Texte choisi.
Ce commentaire a été soumis à mon blog pour approbation après que j’ai posté un article sur Aliaa Magda Elmahdy, une étudiante en communication de vingt ans qui a gagné l’attention en publiant une photo nue d’elle-même sur Twitter avec le hash tag # nuderevolutionaryphoto en Octobre 2011.

Sur la photographie en noir et blanc, elle se tient face à la caméra, l’intensité de son regard accentué par ses cuissardes, ses chaussures rouges et son noeud rouge. Elmahdy avait déclaré à CNN, « je n’ai pas peur d’être une femme dans une société où les femmes ne sont que des objets sexuels, mais harcelées quotidiennement par des hommes qui ne savent rien sur le sexe ou l’importance d’une femme. La photo est une expression de mon être et je vois le corps humain comme la meilleure représentation artistique de cela. J’ai pris la photo moi-même à l’aide du retardateur de mon appareil photo personnel. Les puissantes couleurs noires et rouges m’inspirent. » Rouge, noir et blanc, les couleurs du drapeau égyptien.

Il y a un an, le peuple égyptien avait renversé le président Hosni Moubarak du pouvoir après avoir servi pendant quelques trente ans en tant que chef de l’Etat. A sa place un gouvernement provisoire est arrivé. Il est géré par le SCAF, le Conseil suprême des forces armées, qui a depuis a montré au monde que la violence et la répression sont à l’ordre du jour, éteignant la flamme de l’esprit révolutionnaire d’un peuple qui n’a pas encore trouvé son chemin.

L’art de la révolution est une chose puissante. Il est porté en avant par le courant spontané dans lequel nous vivons aujourd’hui. L’auto-portrait d’ Elmahdy est en contraste frappant avec les représentations traditionnelles de la féminité égyptienne. Dans une culture où la répression est retournée à la pudeur, où les femmes sont définies par l’absence de leur individualité, où la sexualité est le droit de l’homme et où la femme n’en est que l’exécutant, l’autoportrait nu est un acte politique.

En Occident, où le nu féminin a longtemps été considéré comme un objet d’art, de la beauté et un objet en soi, l’acte d’Elmahdy soulève une nouvelle série de questions. Nous avons transformé la politique en une question d’économie. Les femmes sont devenues des célébrités en spéculant sur leurs corps. Il y a de l’argent à faire et de la gloire à prendre pour tous ceux qui se découvrent à la face du monde. Au vingt et unième siècle en Occident, le nu est devenu une industrie mondiale. La ligne étroite entre la marchandisation et l’auto-exploitation est facilement brouillée dans une culture où l’argent est la récompense ultime.

Travail demandé. Pouvez-vous extraire à l'identique, du texte sur la photo d'Aliaa Magda Elmahdy, le passage qui va de « Ce commentaire a » à « en Octobre 2011. » ?

Lignes provenant d'une source de données
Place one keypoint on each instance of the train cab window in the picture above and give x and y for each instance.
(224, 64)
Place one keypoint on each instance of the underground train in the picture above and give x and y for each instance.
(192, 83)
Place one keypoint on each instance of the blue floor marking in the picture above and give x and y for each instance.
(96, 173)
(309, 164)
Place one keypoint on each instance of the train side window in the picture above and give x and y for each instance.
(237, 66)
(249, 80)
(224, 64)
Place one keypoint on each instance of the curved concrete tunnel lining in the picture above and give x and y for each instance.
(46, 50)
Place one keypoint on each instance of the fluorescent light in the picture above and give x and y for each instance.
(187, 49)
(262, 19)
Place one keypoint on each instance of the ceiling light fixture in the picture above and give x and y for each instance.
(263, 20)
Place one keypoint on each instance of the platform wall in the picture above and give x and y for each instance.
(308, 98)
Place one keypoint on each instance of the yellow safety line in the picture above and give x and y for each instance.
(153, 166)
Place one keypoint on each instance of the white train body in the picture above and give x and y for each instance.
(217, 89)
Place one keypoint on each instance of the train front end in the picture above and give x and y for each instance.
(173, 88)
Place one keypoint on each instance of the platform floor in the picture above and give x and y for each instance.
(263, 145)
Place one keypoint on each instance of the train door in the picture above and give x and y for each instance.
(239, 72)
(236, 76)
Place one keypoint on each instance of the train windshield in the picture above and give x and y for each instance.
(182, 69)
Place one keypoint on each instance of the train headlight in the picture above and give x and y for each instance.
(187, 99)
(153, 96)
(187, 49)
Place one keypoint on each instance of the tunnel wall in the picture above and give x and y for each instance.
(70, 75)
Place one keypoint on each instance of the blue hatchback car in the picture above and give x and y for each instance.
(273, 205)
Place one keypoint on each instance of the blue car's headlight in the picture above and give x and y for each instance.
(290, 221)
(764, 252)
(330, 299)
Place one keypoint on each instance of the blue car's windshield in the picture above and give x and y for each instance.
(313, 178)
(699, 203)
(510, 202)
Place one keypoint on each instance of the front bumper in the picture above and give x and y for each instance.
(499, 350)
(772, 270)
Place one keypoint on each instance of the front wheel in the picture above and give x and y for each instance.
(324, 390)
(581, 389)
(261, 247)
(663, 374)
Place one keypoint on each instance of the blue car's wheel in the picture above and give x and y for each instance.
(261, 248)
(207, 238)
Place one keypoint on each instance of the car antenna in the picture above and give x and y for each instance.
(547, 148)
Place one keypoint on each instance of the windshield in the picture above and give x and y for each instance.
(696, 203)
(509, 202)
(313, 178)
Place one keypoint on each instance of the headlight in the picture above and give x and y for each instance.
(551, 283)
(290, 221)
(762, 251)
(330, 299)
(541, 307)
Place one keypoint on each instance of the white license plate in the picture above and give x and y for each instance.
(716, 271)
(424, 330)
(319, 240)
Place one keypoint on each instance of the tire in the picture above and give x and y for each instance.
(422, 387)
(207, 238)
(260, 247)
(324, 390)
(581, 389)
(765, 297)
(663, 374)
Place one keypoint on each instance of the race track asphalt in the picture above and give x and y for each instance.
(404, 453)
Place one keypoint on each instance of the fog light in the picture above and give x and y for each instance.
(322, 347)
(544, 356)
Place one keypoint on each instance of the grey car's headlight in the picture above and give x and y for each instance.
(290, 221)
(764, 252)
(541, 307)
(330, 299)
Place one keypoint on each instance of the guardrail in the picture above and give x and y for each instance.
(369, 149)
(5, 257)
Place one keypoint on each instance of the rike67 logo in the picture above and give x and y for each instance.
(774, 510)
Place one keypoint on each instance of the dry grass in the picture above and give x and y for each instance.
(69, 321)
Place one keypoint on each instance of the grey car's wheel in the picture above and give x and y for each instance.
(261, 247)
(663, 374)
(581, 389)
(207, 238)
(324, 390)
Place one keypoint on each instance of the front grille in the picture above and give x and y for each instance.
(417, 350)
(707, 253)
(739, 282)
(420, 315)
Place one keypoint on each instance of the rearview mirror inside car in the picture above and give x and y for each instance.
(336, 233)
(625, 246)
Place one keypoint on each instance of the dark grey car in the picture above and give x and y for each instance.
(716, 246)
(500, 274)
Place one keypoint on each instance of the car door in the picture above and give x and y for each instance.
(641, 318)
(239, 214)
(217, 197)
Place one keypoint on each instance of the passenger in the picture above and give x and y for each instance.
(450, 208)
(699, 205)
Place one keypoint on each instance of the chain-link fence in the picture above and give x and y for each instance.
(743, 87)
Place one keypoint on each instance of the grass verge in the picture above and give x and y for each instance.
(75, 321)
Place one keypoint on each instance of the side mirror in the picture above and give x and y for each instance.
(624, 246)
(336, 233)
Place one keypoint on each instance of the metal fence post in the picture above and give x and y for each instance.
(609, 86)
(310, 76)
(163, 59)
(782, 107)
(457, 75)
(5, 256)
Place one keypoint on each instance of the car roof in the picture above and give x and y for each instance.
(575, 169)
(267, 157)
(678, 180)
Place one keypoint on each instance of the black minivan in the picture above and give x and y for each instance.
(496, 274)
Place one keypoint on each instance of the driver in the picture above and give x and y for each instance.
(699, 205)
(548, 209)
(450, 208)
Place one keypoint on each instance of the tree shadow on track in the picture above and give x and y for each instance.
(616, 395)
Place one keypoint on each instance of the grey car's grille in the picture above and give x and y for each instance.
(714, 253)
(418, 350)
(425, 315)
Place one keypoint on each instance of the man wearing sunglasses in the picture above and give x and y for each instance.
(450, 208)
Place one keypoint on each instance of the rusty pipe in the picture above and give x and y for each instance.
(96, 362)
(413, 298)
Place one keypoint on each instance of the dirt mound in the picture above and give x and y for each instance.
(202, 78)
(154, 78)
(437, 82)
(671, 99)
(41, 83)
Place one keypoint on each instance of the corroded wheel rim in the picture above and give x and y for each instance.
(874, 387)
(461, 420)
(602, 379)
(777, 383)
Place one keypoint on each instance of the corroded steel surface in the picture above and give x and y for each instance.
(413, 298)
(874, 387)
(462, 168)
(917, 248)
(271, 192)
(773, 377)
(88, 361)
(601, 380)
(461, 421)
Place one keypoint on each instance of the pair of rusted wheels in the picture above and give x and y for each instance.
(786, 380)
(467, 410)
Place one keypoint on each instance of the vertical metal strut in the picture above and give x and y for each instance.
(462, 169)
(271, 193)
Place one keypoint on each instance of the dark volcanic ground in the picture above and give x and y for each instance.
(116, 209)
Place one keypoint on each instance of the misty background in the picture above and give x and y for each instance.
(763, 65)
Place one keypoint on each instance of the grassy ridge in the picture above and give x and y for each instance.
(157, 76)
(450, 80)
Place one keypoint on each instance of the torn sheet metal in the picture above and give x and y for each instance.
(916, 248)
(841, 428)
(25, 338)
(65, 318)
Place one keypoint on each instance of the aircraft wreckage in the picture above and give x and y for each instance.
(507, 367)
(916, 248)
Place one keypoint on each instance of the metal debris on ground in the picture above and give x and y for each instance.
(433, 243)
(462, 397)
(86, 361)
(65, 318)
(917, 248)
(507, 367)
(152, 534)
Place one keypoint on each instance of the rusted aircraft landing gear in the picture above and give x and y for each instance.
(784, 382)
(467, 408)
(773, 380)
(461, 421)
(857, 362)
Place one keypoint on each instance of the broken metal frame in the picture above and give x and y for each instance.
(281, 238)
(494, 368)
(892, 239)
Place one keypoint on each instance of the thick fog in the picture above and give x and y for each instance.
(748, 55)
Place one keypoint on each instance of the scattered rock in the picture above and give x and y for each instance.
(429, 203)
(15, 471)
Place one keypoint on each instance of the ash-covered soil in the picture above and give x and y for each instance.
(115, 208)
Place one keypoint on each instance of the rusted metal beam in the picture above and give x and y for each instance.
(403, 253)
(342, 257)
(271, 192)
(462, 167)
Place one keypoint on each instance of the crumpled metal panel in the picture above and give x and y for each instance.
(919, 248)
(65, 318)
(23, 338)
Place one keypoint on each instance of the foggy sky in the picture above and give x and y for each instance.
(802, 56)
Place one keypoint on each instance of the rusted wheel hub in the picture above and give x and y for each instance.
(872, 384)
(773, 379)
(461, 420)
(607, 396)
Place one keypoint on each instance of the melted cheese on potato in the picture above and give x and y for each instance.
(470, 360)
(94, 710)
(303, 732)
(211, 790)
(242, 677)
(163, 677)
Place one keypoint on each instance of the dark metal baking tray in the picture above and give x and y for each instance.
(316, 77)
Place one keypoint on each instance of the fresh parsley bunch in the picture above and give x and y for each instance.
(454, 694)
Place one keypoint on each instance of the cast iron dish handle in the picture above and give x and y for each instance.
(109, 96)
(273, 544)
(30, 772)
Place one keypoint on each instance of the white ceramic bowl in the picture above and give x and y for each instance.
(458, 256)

Réponse attendue.
Ce commentaire a été soumis à mon blog pour approbation après que j’ai posté un article sur Aliaa Magda Elmahdy, une étudiante en communication de vingt ans qui a gagné l’attention en publiant une photo nue d’elle-même sur Twitter avec le hash tag # nuderevolutionaryphoto en Octobre 2011.